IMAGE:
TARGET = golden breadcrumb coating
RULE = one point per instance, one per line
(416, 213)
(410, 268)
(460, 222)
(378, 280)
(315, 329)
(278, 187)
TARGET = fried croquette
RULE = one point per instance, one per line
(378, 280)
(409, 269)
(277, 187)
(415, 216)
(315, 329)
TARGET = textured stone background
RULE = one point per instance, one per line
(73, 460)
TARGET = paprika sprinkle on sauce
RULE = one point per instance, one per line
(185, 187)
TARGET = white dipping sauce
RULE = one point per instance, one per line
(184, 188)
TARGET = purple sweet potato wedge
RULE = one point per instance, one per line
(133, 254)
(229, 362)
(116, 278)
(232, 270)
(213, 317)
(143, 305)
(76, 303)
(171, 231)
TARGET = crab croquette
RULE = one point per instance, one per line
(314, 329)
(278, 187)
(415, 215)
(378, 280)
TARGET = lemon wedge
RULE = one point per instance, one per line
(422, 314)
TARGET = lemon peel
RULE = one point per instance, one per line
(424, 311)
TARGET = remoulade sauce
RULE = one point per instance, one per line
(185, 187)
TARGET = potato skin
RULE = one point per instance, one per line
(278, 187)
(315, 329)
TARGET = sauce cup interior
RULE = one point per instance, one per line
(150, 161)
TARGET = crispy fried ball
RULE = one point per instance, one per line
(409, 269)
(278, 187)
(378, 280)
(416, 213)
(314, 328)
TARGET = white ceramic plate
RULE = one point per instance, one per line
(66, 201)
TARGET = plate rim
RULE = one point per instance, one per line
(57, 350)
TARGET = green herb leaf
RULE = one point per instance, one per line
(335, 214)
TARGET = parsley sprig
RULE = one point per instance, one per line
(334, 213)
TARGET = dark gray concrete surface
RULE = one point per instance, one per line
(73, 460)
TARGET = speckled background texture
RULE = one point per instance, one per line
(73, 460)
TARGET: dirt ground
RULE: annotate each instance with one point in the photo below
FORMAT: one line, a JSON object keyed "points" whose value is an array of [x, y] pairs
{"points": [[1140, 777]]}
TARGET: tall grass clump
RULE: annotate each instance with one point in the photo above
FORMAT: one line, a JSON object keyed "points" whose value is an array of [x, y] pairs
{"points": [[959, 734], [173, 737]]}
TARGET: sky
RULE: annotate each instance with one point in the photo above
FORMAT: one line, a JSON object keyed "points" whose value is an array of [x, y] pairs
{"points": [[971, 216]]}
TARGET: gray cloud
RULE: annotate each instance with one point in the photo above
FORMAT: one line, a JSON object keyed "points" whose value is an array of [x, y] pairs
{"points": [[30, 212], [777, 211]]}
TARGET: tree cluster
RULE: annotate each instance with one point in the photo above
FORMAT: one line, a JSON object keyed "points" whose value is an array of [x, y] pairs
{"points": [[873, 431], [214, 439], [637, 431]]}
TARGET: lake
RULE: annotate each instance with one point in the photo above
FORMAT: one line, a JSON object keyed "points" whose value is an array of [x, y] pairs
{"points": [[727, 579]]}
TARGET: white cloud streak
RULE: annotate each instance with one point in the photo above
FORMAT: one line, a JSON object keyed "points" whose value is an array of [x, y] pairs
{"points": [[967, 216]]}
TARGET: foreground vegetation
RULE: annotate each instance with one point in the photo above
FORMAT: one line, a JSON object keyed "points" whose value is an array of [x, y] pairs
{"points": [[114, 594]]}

================

TRY IT:
Each line of the listing needs to be transcribed exactly.

SOLUTION FOR THIS TASK:
IMAGE:
TARGET = golden breadcrumb coating
RULE = one point per instance, one per line
(416, 213)
(410, 268)
(460, 222)
(378, 280)
(315, 329)
(278, 187)
TARGET = fried croquette
RULE = one point per instance, one per line
(378, 280)
(409, 269)
(277, 187)
(415, 216)
(315, 329)
TARGET = textured stone background
RULE = one point per instance, one per line
(73, 460)
TARGET = paprika sprinkle on sauce
RULE = one point per instance, one per line
(185, 187)
TARGET = white dipping sauce
RULE = one point per instance, one per line
(184, 188)
TARGET = purple sweet potato wedge
RULE = one point per instance, one per line
(133, 254)
(229, 362)
(116, 278)
(232, 270)
(213, 317)
(143, 305)
(76, 303)
(171, 231)
TARGET = crab croquette
RULE = one point per instance, one per line
(314, 329)
(278, 187)
(415, 215)
(378, 280)
TARGET = lemon wedge
RULE = one point per instance, one per line
(422, 314)
TARGET = lemon peel
RULE = one point per instance, one per line
(424, 311)
TARGET = remoulade sauce
RULE = one point per instance, one per line
(185, 187)
TARGET = potato skin
RULE = one point per instance, one per line
(278, 187)
(315, 329)
TARGET = sauce cup interior
RULE = one point per instance, one per line
(150, 161)
TARGET = crispy fried ball
RULE = one point per instance, one per line
(409, 269)
(278, 187)
(378, 280)
(416, 213)
(314, 328)
TARGET = white ceramic plate
RULE = one point per instance, one per line
(66, 201)
TARGET = plate rim
RULE = one point per instance, one per line
(57, 350)
TARGET = green herb leaf
RULE = one point per instance, one per line
(335, 214)
TARGET = parsley sprig
RULE = one point per instance, one per line
(334, 213)
TARGET = dark gray concrete surface
RULE = one point per instance, one per line
(73, 460)
TARGET = speckled background texture
RULE = one point per instance, one per line
(73, 460)
TARGET: dirt ground
RULE: annotate each instance with one point in the photo below
FORMAT: one line, a JSON object keyed "points" whose value is an array of [x, y] pairs
{"points": [[1140, 777]]}
TARGET: tall grass clump
RULE: annotate each instance with one point in the photo above
FORMAT: one line, a JSON object keyed "points" whose value is an array of [x, y] pairs
{"points": [[959, 734], [173, 737]]}
TARGET: sky
RULE: annotate each instance with one point in the photo above
FORMAT: one line, a JSON object keyed "points" whose value is an array of [x, y] pairs
{"points": [[971, 216]]}
TARGET: gray cloud
RULE: annotate each instance with one point in the photo above
FORMAT: one line, a JSON object keyed "points" whose value is an array of [x, y] pairs
{"points": [[30, 212], [777, 211]]}
TARGET: tree cluster
RULE: annotate each instance with one point in the photo above
FORMAT: one line, a JSON object keyed "points" whose value is an array of [x, y] pairs
{"points": [[873, 431], [214, 439], [637, 431]]}
TARGET: lake
RULE: annotate each instance with one point in the photo above
FORMAT: one line, a JSON object keyed "points" whose value is an array of [x, y] pairs
{"points": [[727, 579]]}
TARGET: white cloud streak
RULE: annotate each instance with one point in the photo above
FORMAT: one line, a JSON object keyed "points" whose value is an array of [x, y] pairs
{"points": [[967, 216]]}
TARGET: foreground vegetation
RULE: annotate each instance with one point in the photo above
FORMAT: one line, a JSON object keyed "points" whose value is an array of [x, y] pairs
{"points": [[114, 594]]}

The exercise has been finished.